The task
Please swap "tour boat" for "ferry" in the stretch of records from the line containing "Name the bounding box enclosing the tour" through the line containing "136, 361, 145]]", and give those lines back with nothing else changed.

::: Dataset records :::

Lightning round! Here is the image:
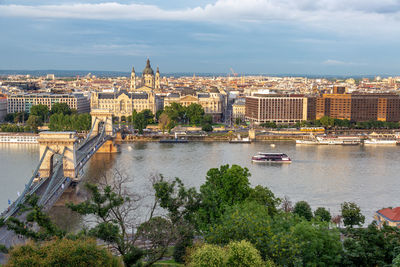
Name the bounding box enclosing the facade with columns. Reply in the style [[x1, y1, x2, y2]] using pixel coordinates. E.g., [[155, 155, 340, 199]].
[[90, 60, 161, 121]]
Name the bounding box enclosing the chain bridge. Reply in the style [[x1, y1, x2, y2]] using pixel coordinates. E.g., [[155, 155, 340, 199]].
[[0, 110, 117, 247]]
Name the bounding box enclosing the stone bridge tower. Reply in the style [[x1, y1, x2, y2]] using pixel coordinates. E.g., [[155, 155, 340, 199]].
[[90, 109, 113, 136], [38, 132, 77, 178]]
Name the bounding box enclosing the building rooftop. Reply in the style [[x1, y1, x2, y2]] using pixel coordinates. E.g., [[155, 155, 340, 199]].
[[377, 207, 400, 222]]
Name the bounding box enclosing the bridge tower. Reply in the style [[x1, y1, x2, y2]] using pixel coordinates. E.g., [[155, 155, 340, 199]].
[[38, 132, 77, 178], [90, 109, 113, 136]]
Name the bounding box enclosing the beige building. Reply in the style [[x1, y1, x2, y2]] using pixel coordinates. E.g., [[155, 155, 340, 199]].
[[164, 88, 225, 122], [90, 59, 160, 118], [232, 99, 246, 121], [90, 90, 157, 118], [7, 94, 90, 113]]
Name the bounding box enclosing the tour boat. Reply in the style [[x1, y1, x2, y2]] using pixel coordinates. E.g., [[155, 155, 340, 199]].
[[364, 138, 397, 145], [251, 152, 292, 163], [296, 136, 361, 145]]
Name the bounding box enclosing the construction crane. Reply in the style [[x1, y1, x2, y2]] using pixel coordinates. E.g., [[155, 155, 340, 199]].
[[231, 68, 237, 77]]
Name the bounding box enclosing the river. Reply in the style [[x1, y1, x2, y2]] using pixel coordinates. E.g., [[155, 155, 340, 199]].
[[0, 141, 400, 226]]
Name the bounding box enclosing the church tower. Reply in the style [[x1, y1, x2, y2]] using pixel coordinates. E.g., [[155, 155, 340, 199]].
[[142, 59, 155, 88], [155, 67, 161, 89], [130, 67, 136, 92]]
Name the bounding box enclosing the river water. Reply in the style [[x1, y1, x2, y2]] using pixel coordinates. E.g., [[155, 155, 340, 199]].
[[0, 142, 400, 226]]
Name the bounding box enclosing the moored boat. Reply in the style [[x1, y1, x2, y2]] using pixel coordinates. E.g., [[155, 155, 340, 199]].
[[251, 152, 292, 163]]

:::

Output below
Name the bounding box enclosing the ferry. Reply in the style [[x1, y1, x2, y2]] using pixel coordinates. E.g., [[155, 155, 340, 199]].
[[364, 138, 397, 145], [251, 152, 292, 163], [296, 136, 361, 145]]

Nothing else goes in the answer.